— Kaynak —
══════
Düz Hat

“Ey iman edenler! Adaleti titizlikle ayakta tutan, kendiniz, ana-babanız ve akrabanız aleyhinde de olsa Allah için şahitlik eden kimseler olun. (Haklarında şahitlik ettikleriniz) zengin olsunlar, fakir olsunlar Allah onlara (sizden) daha yakındır. Hislerinize uyup adaletten sapmayın, (şahitliği) eğer, büker (doğru şahitlik etmez), yahut şahitlik etmekten kaçınırsanız (biliniz ki) Allah yaptıklarınızdan haberdardır.” (Nisâ 135)

*

Ebu Hureyre (R.A.) şöyle rivayet etmiştir; Resulullah (S.A.S.) şu duayı okurdu: “Ya Rabbi, her işimin koruyucusu bulunan dinimi, içinde huzuru ilâhiye dönüşüm içinde olacak ahiretimi iyi kıl. Hayatı, her türlü hayrı artırmaya, ölümü de her türlü zarardan rahatlamaya vesile kıl. (Âmin)”

(Riyazü’s Sâlihin)

Pazar

Örtmek

“Cesaret kalbim, cesaret!

Sustun bütün kış, ürktün kırılmaktan;

Çok gerilerde kaldı derken kar,

Sonra bahar

Ve temmuz geçti.

Yasımız duruldu, coşkumuz geçti…

Ne ümit var artık ne korku;

Ağustos gecesinde, ağulu

Sesleri yalnız böceklerin…”
══════
Bir veri bloğu
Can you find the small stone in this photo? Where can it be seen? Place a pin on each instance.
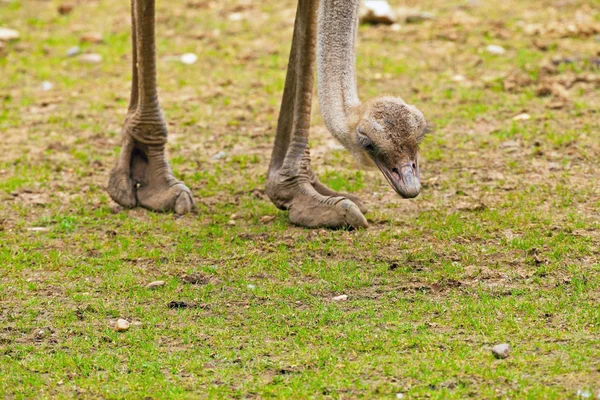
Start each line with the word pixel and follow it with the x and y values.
pixel 39 334
pixel 419 17
pixel 495 49
pixel 91 58
pixel 65 9
pixel 7 35
pixel 73 51
pixel 522 117
pixel 92 37
pixel 155 285
pixel 115 208
pixel 122 325
pixel 584 394
pixel 501 351
pixel 342 297
pixel 510 144
pixel 189 58
pixel 266 219
pixel 46 86
pixel 38 229
pixel 377 12
pixel 178 304
pixel 220 155
pixel 236 17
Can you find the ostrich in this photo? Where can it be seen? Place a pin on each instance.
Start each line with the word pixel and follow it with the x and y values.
pixel 384 132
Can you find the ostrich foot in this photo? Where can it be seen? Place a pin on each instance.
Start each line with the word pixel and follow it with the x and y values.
pixel 313 205
pixel 143 177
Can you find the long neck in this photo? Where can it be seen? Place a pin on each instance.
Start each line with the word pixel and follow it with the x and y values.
pixel 336 64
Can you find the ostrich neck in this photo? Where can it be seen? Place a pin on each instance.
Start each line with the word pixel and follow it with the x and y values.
pixel 336 65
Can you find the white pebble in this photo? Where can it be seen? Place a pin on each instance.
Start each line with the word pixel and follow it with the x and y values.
pixel 189 58
pixel 47 86
pixel 73 51
pixel 122 325
pixel 522 117
pixel 155 284
pixel 219 155
pixel 91 58
pixel 8 34
pixel 495 49
pixel 501 350
pixel 342 297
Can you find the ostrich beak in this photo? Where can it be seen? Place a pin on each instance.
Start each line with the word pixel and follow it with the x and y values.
pixel 405 178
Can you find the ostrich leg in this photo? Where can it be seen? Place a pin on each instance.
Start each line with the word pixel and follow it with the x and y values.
pixel 291 184
pixel 142 175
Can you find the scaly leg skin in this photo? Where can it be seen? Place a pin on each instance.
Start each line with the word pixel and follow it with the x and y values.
pixel 142 175
pixel 291 185
pixel 310 203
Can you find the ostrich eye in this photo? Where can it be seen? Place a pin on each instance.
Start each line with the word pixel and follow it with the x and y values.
pixel 365 141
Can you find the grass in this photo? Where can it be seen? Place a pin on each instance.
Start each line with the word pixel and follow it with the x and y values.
pixel 502 246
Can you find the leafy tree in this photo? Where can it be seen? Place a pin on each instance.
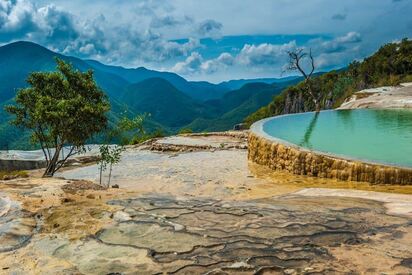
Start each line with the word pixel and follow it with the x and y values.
pixel 109 156
pixel 63 109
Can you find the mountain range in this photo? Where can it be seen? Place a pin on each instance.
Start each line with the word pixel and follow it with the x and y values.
pixel 172 101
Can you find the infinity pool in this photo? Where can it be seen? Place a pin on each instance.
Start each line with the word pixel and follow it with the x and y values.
pixel 379 136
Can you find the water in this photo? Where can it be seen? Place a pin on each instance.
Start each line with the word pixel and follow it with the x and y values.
pixel 381 136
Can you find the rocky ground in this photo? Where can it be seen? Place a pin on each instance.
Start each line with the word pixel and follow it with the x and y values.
pixel 384 97
pixel 193 205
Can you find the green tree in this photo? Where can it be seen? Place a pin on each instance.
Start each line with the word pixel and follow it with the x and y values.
pixel 109 155
pixel 63 109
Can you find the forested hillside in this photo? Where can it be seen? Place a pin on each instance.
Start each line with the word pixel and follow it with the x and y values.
pixel 389 66
pixel 172 102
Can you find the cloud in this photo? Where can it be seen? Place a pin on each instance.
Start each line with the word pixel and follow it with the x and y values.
pixel 264 54
pixel 253 57
pixel 339 16
pixel 98 38
pixel 338 44
pixel 209 28
pixel 190 66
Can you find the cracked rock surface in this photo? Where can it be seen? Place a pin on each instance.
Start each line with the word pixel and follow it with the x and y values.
pixel 174 216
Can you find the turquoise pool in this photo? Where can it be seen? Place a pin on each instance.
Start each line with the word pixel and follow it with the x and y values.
pixel 379 136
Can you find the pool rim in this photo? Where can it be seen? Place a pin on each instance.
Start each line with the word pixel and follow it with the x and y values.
pixel 257 129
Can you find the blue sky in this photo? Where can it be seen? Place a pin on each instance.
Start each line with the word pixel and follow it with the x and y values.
pixel 210 40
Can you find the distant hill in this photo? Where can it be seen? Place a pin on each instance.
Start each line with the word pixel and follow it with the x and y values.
pixel 389 66
pixel 170 106
pixel 236 105
pixel 172 101
pixel 238 83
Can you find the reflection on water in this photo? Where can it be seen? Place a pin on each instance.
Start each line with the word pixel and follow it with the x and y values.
pixel 309 130
pixel 382 136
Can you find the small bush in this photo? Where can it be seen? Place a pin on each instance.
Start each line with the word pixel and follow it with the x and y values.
pixel 9 175
pixel 185 131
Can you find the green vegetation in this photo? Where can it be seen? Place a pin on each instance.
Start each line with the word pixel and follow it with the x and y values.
pixel 8 175
pixel 185 131
pixel 389 66
pixel 173 102
pixel 61 109
pixel 109 156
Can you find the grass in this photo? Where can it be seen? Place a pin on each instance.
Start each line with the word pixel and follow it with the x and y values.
pixel 8 175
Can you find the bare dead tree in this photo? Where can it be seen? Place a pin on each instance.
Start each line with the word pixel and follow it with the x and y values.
pixel 295 64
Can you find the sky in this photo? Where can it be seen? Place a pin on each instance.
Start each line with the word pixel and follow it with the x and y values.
pixel 213 40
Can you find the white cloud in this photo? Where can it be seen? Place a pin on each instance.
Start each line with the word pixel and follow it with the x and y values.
pixel 191 65
pixel 98 38
pixel 253 57
pixel 264 54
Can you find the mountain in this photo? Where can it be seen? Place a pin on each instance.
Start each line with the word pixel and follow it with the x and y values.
pixel 169 106
pixel 172 101
pixel 19 59
pixel 198 90
pixel 238 83
pixel 236 105
pixel 389 66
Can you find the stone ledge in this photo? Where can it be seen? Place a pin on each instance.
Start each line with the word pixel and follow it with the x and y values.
pixel 278 156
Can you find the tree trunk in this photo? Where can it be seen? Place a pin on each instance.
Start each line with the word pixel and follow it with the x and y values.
pixel 110 175
pixel 317 106
pixel 51 166
pixel 101 172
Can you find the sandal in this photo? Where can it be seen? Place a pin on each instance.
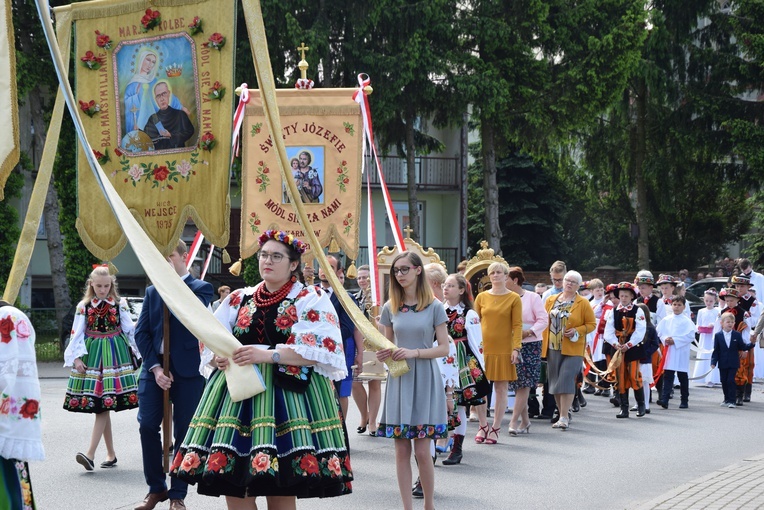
══════
— Yapılacaklar —
**1)** Kaynağa göre Resulullah'ın okuduğu duayı kim rivayet etmiştir?
**2)** Aşağıdaki ifadelerin kaynakla uyuşup uyuşmadığını belirtin ve her biri için kaynaktaki belirleyici sözleri aynen alıntılayın: (a) Ayete göre, haklarında şahitlik edilenler zengin de olsa fakir de olsa Allah onlara daha yakındır. (b) Şiirde bahar ile temmuzun henüz gelmediği söylenir. (c) Şiirde artık hem ümit hem korku bulunduğu söylenir.
**3)** Kaynaktaki şiirde geçen mevsim ve ay adlarının hepsini lütfen sıralayın.

— Görev Sonuçları —
**1)** Ebu Hureyre (R.A.)

**2)**
(a) Evet: "zengin olsunlar, fakir olsunlar Allah onlara (sizden) daha yakındır"
(b) Hayır: "Ve temmuz geçti."
(c) Hayır: "Ne ümit var artık ne korku;"

**3)** kış, bahar, temmuz, Ağustos